*SOURCE DATA*:
:::

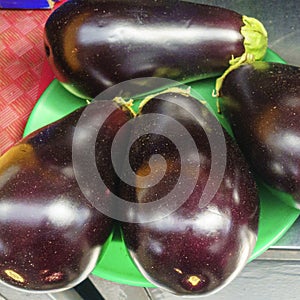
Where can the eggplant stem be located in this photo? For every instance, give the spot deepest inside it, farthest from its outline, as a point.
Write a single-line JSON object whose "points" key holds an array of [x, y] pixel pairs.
{"points": [[245, 58], [255, 45], [185, 92]]}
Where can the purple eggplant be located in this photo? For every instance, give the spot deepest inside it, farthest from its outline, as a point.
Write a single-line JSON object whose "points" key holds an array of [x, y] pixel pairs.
{"points": [[50, 234], [262, 103], [94, 44], [197, 248]]}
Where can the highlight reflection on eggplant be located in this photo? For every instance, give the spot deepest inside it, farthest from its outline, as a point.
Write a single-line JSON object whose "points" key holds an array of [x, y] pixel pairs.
{"points": [[194, 250], [50, 235], [262, 103], [92, 45]]}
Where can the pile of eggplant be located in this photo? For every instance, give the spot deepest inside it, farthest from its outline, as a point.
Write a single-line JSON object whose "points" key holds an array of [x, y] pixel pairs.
{"points": [[51, 234]]}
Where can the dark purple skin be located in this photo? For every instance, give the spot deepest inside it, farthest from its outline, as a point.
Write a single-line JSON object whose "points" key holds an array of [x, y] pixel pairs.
{"points": [[262, 103], [50, 235], [192, 251], [92, 45]]}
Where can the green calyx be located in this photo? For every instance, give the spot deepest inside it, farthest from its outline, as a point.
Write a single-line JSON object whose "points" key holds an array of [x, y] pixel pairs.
{"points": [[255, 44]]}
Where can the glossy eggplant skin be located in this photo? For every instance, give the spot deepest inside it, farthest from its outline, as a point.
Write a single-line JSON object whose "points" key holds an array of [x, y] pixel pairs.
{"points": [[50, 234], [262, 103], [194, 250], [92, 45]]}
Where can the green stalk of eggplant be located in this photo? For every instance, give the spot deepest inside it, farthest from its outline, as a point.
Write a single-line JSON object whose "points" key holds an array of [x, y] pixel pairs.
{"points": [[262, 103], [94, 44]]}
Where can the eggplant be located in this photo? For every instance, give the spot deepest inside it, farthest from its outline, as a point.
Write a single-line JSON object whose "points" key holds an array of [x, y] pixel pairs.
{"points": [[196, 247], [50, 234], [94, 44], [261, 101]]}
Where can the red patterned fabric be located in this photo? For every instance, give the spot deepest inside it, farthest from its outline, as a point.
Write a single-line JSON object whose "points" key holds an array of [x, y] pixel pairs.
{"points": [[24, 73]]}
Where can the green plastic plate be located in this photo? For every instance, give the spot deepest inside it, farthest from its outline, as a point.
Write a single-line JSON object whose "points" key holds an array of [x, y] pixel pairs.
{"points": [[114, 262]]}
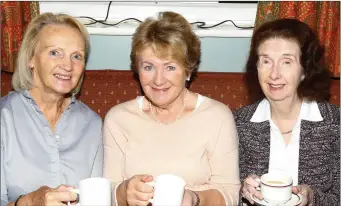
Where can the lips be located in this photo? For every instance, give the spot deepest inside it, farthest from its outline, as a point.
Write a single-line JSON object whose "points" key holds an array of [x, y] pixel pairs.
{"points": [[160, 90], [276, 87], [62, 77]]}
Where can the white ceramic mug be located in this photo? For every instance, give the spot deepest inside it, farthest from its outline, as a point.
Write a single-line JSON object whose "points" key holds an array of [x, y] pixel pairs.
{"points": [[168, 190], [276, 187], [94, 191]]}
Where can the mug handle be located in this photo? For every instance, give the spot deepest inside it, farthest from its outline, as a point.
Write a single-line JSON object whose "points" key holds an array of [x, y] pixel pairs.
{"points": [[152, 183], [74, 191], [258, 180]]}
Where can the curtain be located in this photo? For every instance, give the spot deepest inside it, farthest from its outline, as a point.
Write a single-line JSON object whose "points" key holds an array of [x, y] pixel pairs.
{"points": [[323, 17], [15, 16]]}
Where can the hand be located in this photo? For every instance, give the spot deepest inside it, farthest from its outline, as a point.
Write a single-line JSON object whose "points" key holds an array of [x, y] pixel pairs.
{"points": [[137, 192], [189, 198], [49, 196], [306, 192], [249, 187]]}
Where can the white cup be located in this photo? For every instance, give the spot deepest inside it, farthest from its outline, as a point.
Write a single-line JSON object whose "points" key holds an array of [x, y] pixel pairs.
{"points": [[168, 190], [94, 191], [276, 187]]}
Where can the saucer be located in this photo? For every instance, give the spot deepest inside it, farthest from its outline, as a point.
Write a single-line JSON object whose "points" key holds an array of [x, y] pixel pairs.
{"points": [[295, 200]]}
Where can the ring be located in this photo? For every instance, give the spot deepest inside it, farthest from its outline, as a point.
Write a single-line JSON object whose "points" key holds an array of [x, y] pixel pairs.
{"points": [[245, 194]]}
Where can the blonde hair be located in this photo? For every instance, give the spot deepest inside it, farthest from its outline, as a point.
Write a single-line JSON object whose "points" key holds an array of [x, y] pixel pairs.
{"points": [[170, 36], [23, 77]]}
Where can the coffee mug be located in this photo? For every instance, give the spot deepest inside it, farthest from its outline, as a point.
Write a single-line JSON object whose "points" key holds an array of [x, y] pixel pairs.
{"points": [[276, 187], [94, 191], [168, 190]]}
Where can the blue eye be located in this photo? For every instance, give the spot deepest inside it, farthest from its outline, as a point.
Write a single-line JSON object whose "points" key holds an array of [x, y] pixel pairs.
{"points": [[53, 53], [148, 68], [78, 57], [171, 68]]}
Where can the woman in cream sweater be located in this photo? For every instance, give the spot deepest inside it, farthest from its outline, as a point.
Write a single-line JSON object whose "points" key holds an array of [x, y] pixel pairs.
{"points": [[170, 129]]}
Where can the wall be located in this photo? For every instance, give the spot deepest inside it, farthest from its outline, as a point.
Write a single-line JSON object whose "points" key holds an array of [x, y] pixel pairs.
{"points": [[218, 54]]}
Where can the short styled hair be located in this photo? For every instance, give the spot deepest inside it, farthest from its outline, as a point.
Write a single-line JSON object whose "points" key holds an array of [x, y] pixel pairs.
{"points": [[315, 86], [23, 77], [170, 36]]}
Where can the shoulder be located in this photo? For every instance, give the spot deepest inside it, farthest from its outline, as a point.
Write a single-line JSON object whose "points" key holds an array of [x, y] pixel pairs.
{"points": [[244, 114], [217, 109], [121, 110], [87, 112], [329, 112], [6, 101]]}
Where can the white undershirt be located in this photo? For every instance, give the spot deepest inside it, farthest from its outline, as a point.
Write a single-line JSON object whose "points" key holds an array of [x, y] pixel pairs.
{"points": [[283, 157]]}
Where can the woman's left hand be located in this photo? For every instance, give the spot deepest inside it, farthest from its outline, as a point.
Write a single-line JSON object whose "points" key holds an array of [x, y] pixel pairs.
{"points": [[306, 192], [189, 198]]}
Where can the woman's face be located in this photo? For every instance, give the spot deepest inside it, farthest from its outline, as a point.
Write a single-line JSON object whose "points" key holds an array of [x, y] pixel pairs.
{"points": [[162, 80], [59, 59], [279, 68]]}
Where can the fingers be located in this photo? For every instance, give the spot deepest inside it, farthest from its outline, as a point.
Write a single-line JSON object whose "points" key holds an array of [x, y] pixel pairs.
{"points": [[61, 196], [252, 180], [306, 192], [64, 188], [138, 192], [249, 187], [147, 178]]}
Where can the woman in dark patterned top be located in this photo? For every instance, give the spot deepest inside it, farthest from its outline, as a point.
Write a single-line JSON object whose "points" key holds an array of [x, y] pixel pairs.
{"points": [[291, 128]]}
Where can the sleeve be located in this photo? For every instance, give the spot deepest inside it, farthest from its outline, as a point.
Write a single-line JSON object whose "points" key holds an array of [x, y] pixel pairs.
{"points": [[223, 160], [97, 169], [4, 196], [332, 195], [114, 142]]}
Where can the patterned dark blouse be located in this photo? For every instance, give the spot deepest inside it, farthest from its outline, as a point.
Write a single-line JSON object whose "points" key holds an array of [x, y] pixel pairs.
{"points": [[319, 152]]}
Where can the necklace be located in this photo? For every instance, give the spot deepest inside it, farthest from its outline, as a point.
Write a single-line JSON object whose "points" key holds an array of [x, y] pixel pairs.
{"points": [[286, 132], [180, 113]]}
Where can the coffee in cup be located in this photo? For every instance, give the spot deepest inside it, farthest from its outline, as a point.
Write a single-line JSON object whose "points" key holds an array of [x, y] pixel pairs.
{"points": [[168, 190], [94, 191], [276, 187]]}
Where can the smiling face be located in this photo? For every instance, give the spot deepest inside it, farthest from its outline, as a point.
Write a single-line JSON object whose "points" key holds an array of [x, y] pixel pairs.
{"points": [[279, 68], [162, 80], [59, 59]]}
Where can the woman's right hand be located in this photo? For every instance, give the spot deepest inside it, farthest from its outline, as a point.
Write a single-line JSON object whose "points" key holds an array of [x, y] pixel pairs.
{"points": [[49, 196], [249, 187], [137, 191]]}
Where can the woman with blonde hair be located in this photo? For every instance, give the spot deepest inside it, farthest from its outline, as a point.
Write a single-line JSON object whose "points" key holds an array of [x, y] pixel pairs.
{"points": [[170, 129], [49, 139]]}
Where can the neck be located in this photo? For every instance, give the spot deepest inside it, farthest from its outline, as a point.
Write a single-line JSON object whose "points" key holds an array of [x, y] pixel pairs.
{"points": [[48, 102], [286, 110]]}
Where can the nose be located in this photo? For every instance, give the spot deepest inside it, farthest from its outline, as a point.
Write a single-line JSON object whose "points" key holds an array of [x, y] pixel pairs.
{"points": [[159, 78], [275, 72], [66, 64]]}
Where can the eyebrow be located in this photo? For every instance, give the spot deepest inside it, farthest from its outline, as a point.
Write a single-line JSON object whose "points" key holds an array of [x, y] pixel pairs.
{"points": [[166, 63], [287, 55], [48, 46]]}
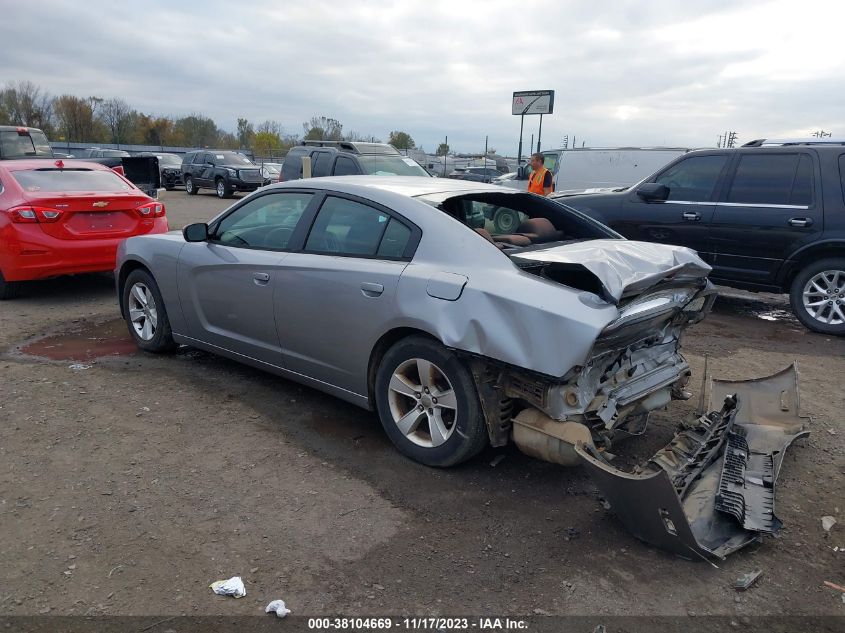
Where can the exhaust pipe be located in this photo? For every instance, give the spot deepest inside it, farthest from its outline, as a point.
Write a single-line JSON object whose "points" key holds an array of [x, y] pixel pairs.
{"points": [[542, 437]]}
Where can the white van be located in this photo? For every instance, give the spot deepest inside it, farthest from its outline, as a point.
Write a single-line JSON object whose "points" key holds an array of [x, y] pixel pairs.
{"points": [[593, 169]]}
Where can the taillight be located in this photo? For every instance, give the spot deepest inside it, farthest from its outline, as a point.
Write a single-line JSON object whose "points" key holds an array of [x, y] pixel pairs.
{"points": [[151, 210], [30, 215]]}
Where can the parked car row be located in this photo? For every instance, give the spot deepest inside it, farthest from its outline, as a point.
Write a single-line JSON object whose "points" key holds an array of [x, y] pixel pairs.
{"points": [[766, 218]]}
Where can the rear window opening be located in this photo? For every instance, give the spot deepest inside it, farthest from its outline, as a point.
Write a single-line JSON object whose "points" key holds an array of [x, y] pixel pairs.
{"points": [[516, 222], [14, 144], [56, 180]]}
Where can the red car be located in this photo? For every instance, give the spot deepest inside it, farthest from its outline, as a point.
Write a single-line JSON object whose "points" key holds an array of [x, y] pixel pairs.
{"points": [[66, 217]]}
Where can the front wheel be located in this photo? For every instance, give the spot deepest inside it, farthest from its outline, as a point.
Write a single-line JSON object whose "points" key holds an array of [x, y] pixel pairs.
{"points": [[428, 404], [146, 315], [222, 190], [817, 296]]}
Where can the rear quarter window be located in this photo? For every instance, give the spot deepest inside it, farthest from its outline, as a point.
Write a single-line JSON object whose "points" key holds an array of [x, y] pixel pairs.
{"points": [[70, 180]]}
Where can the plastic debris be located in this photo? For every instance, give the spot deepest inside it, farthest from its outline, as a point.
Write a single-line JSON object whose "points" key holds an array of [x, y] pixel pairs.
{"points": [[746, 580], [278, 607], [233, 587]]}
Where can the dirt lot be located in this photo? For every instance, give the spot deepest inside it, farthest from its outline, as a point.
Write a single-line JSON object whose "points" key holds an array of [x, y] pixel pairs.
{"points": [[129, 482]]}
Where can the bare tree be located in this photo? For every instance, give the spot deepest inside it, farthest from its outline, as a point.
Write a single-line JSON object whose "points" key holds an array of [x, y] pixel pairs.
{"points": [[117, 115]]}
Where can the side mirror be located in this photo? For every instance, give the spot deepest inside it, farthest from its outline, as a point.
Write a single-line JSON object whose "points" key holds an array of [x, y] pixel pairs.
{"points": [[653, 192], [195, 232]]}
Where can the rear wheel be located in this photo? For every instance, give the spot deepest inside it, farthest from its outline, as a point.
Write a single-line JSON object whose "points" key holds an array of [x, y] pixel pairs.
{"points": [[428, 404], [817, 296], [146, 316], [9, 289]]}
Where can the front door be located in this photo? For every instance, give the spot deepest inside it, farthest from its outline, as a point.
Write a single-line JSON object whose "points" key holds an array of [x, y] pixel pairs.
{"points": [[334, 298], [684, 217], [227, 284], [770, 209]]}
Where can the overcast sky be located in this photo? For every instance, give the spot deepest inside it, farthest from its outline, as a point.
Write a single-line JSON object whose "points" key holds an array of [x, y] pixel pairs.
{"points": [[647, 72]]}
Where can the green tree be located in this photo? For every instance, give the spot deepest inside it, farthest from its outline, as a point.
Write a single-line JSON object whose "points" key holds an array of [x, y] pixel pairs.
{"points": [[401, 140], [245, 133]]}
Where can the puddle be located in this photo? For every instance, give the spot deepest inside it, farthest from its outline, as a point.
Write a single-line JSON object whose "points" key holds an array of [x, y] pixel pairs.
{"points": [[94, 340]]}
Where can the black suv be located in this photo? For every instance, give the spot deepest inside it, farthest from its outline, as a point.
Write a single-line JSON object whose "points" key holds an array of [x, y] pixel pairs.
{"points": [[345, 158], [224, 171], [768, 216], [23, 142]]}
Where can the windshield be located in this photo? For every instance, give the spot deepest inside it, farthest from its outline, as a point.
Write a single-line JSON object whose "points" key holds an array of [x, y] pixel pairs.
{"points": [[70, 180], [380, 165], [232, 158], [16, 144]]}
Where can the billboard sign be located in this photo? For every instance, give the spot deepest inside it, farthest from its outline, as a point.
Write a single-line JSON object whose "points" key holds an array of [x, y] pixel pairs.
{"points": [[533, 102]]}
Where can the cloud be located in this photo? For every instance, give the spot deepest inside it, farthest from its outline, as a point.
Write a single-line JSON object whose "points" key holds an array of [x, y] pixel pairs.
{"points": [[625, 73]]}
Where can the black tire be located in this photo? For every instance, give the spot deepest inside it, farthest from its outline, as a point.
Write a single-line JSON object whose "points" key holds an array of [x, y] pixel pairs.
{"points": [[832, 303], [505, 220], [9, 289], [162, 339], [222, 190], [467, 431]]}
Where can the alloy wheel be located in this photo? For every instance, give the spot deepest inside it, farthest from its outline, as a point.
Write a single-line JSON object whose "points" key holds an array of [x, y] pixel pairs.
{"points": [[423, 402], [142, 311], [824, 297]]}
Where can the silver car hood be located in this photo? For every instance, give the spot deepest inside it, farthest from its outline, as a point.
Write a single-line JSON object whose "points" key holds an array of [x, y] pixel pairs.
{"points": [[622, 267]]}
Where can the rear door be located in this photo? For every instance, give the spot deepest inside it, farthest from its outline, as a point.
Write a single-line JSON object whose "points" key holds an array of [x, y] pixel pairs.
{"points": [[334, 297], [771, 207], [227, 284], [684, 218]]}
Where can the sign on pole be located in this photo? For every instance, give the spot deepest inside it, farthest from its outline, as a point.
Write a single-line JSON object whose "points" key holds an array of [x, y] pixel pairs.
{"points": [[533, 102]]}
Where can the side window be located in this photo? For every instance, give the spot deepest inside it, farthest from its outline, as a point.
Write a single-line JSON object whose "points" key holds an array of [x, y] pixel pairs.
{"points": [[773, 179], [345, 166], [264, 222], [346, 227], [292, 167], [842, 174], [321, 164], [694, 178]]}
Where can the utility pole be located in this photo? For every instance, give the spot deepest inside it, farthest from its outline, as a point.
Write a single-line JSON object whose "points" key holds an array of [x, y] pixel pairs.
{"points": [[540, 133]]}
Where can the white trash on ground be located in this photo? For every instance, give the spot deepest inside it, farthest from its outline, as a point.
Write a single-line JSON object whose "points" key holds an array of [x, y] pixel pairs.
{"points": [[233, 587], [278, 607]]}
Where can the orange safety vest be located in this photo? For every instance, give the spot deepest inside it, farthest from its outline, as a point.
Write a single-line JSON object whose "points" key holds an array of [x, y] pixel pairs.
{"points": [[535, 181]]}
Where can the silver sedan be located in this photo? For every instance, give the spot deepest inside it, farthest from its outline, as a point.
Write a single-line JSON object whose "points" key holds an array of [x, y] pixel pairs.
{"points": [[464, 314]]}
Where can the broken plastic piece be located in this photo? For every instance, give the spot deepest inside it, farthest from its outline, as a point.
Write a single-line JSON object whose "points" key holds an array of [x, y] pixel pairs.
{"points": [[691, 500], [233, 587], [746, 580], [278, 607]]}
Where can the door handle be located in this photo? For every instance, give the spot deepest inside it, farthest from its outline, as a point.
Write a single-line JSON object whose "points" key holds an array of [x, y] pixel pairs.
{"points": [[800, 222], [371, 289]]}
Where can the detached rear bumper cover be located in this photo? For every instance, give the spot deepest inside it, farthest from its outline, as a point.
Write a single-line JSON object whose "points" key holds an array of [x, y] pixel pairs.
{"points": [[710, 492]]}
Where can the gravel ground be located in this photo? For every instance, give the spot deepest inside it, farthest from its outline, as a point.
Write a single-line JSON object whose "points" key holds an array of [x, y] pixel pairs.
{"points": [[129, 482]]}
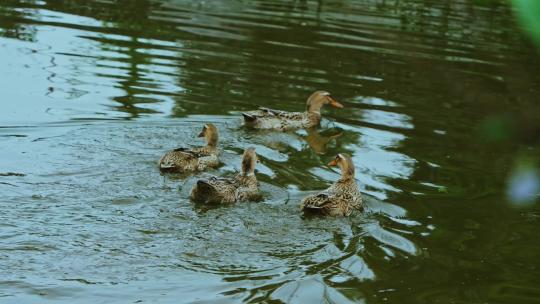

:::

Please report how many lines of the records above contain the word "skin". Give only the number.

2